**BRANO DA LEGGERE**
============================================================

Concordo con l'analisi di Musacchio sul voto spagnolo e, in particolare, sull’analisi del peso della rottura avvenuta tra la sinistra e il movimento degli indignati. 

Mi chiedo, infatti se, rispetto all’esperienza spagnola, alle vicende politiche di casa nostra ed al modo in cui noi, come sinistra, ci siamo posti rispetto al 15 ottobre, non sarebbe opportuno un ripensamento complessivo, che colga il cambio di rotta che viene richiesto da questo movimento “sociale” che è il più esposto alla marginalizzazione voluta dai poteri finanziari che al diritto al futuro prediligono i profitti.

Forse non tutti tra di noi riescono ad avere la consapevolezza che un obiettivo, queste centinaia di migliaia per lo più di giovani, comunque lo hanno già raggiunto in maniera spontanea, ed è lo stesso obiettivo che i lavoratori europei, attraverso le proprie rappresentanze sindacali, non sono stati ancora in grado di realizzare: alzare una voce unica di “rivendicazione al diritto di esistenza” e di protesta a livello europeo sulle politiche dei governi e della BCE 

E’ evidente che la risposta che possono, e possiamo, trovare non può essere quella della negazione delle rappresentanze politiche, perché alle lacrime e sangue si assommerebbero altre condizioni sempre più mirate alla atomizzazione sociale.

============================================================

**SEZIONE DATI**
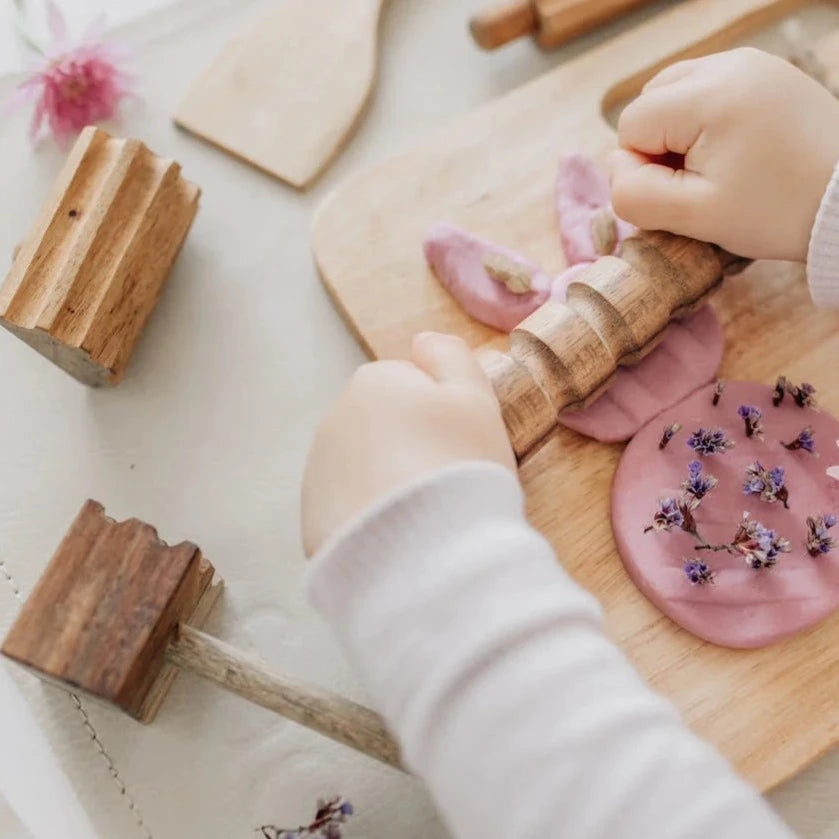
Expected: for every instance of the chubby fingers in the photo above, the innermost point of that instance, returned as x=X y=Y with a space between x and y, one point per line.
x=653 y=196
x=447 y=358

============================================================

**LE TUE ISTRUZIONI**
Riporta le prime due parole di ogni paragrafo del brano da leggere, seguendo l'ordine del testo.

**RISULTATO CORRETTO**
- Concordo con
- Mi chiedo
- Forse non
- E’ evidente